_WHAT YOU HAVE TO DO_
I would like you to restate each record word for word.

_MATERIAL SHOWN_
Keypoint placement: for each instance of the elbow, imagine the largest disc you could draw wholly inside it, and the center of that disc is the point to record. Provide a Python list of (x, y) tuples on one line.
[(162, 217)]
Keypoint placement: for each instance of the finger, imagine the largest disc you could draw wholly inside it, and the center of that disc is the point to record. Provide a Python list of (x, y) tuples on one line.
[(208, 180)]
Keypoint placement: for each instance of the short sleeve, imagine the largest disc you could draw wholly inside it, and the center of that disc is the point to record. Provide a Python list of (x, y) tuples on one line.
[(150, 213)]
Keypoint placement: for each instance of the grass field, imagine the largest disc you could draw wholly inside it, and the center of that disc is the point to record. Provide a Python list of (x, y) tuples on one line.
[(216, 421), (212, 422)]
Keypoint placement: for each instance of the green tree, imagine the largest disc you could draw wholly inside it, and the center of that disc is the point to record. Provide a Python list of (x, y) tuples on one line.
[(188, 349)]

_SOLVED EXERCISE_
Keypoint placement: for each instance of the elbow, imagine the largest disc you could draw wholly inside it, and the center of that disc is the point to record. Provide a Python list of (x, y) tuples on one line.
[(162, 217)]
Keypoint placement: for each instance of the finger, imagine the largest disc you could draw wholly inside it, and the center of that disc is the point to record. Provide a Python list of (x, y) tuples on one line.
[(208, 180)]
Keypoint placement: for each instance of the short sleeve, imagine the largest disc you could draw wholly inside it, and the center of that disc is the point to record. Provide a Python list of (x, y) tuples on one line.
[(150, 213)]
Keypoint placement: for each instance of the grass field, imagine the largest disc you could draw wholly inside it, and the center of that disc is the point to record. Provide a Python list of (x, y) tuples on one line.
[(216, 421), (212, 422)]
Keypoint placement: for each instance of the green tree, imagine the largest disc you could draw wholly inside it, and the center of that disc is the point to record. Provide a Python list of (x, y) tuples on one line.
[(188, 349)]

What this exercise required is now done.